Supplied records:
BEGIN

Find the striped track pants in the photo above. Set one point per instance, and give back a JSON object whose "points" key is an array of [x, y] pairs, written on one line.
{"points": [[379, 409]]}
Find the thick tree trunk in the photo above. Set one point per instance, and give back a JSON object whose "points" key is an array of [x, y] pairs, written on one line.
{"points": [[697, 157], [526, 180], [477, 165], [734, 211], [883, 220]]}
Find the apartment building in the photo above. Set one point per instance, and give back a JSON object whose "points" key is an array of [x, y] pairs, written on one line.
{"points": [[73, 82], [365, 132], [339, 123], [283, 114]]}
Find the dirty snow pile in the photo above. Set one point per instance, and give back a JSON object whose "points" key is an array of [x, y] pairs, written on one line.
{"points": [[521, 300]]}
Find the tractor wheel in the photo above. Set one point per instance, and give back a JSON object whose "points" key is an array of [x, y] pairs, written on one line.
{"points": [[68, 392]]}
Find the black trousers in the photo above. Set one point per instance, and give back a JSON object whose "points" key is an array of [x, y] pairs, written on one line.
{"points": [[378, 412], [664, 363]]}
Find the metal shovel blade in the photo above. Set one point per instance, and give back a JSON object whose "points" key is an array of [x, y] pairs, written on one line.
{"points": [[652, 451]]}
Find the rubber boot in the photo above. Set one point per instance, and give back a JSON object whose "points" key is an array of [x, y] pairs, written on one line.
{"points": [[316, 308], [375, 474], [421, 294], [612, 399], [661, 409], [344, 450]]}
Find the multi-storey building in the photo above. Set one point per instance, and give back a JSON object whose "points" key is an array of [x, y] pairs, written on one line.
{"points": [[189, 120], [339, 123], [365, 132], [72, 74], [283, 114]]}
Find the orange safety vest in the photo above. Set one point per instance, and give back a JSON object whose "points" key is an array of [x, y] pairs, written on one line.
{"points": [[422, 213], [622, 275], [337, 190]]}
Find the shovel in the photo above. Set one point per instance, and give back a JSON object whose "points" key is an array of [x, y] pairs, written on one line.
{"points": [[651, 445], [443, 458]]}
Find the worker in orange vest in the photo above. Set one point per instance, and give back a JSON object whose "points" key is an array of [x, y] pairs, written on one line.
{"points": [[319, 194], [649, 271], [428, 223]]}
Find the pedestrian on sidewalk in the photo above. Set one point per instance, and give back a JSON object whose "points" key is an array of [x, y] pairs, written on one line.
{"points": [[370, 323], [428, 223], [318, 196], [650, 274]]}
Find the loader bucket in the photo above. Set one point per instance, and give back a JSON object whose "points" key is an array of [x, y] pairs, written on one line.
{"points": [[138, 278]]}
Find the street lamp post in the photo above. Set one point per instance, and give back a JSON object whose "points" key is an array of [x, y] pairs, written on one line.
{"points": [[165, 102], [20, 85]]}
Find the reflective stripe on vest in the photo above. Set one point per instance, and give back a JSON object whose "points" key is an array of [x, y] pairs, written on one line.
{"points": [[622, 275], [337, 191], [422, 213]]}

END

Work task: Write out the material above exactly, leaving out no line.

Answer to this exercise:
Find the striped track pants in the photo above. Set one point per instance, and give back a JSON object whose "points" key is an array of [x, y] pairs, written on one line.
{"points": [[379, 409]]}
Find the thick tree trunk in the photo above. Set one point per instance, and give back a JSON object whose "points" key is an array of [x, y] pairs, written on one line.
{"points": [[697, 157], [526, 180], [477, 165], [734, 211], [883, 220]]}
Find the apartment building in the photo above. Set one point per instance, and give back a JSON object whose "points" key is an array of [x, y] pairs, written on one line.
{"points": [[73, 82], [365, 132], [339, 123], [283, 114]]}
Find the dirty snow pile in the photo above. Set one point per instance, and give back a JSON object whose "points" key is an array of [x, y] pairs, written on one line.
{"points": [[521, 300]]}
Find the tractor wheel in the photo above. Set one point per instance, and give back a JSON object whose "points" key is an array of [x, y] pairs, written on one line.
{"points": [[68, 392]]}
Find the black trousers in the photo above. Set one point per instance, and give back a JSON object whose "points" key is an array of [x, y] pairs, written on one line.
{"points": [[378, 412], [664, 363]]}
Find the metal shovel blade in the photo above. Set one point per instance, and give back a JSON object whose "points" key is an array of [x, y] pairs, written on one line.
{"points": [[652, 451]]}
Find the rubber boot in the photo above. Set one point per instance, and give back a JSON object whose "points" key is an array of [x, y] pairs, written on one line.
{"points": [[316, 308], [375, 474], [421, 294], [612, 399], [661, 409], [344, 450]]}
Find the multi-storey building in the photo above. Set one point per instance, and give back a JSON object whose "points" key is an array of [x, y] pairs, written on one line.
{"points": [[189, 120], [339, 123], [365, 132], [72, 74], [283, 114]]}
Find the orange safety vest in the photo above. Set one point per instance, and give back a JSON object whose "points" key is an array of [x, y] pairs, written on one line.
{"points": [[422, 213], [622, 275], [337, 190]]}
Find the shovel in the photo above. Set one point per instance, and give back a JSON object whose "points" key is an array of [x, y] pairs, written on one line.
{"points": [[651, 445], [443, 458]]}
Find the worker in orange vest in the photo above. Set one point per instance, and give back a JSON object whose "points" key is an array of [x, y] pairs, written on one line.
{"points": [[319, 194], [649, 271], [428, 223]]}
Find the pedestrian on sidewalk in the photo above. Set one point per instance, and give back a JSON object whose "points" key is an array of [x, y] pairs, written on one line.
{"points": [[370, 323], [428, 223], [318, 196], [650, 274]]}
Find the loader bucket in the photo above. Set one point per instance, and give back a JSON object whose "points" key is an array of [x, y] pairs, written on one line.
{"points": [[138, 278]]}
Find the street lamp post in the photo above. Set one point per instance, and give back a JSON object whose "points" key is an array of [x, y] pairs, written on one line.
{"points": [[165, 102], [20, 85]]}
Find the reflective stripe on vest in the photo above. Set one point per instance, and give back a JSON object whose "points" key is an array of [x, y] pairs, written on one line.
{"points": [[622, 275], [337, 191], [422, 213]]}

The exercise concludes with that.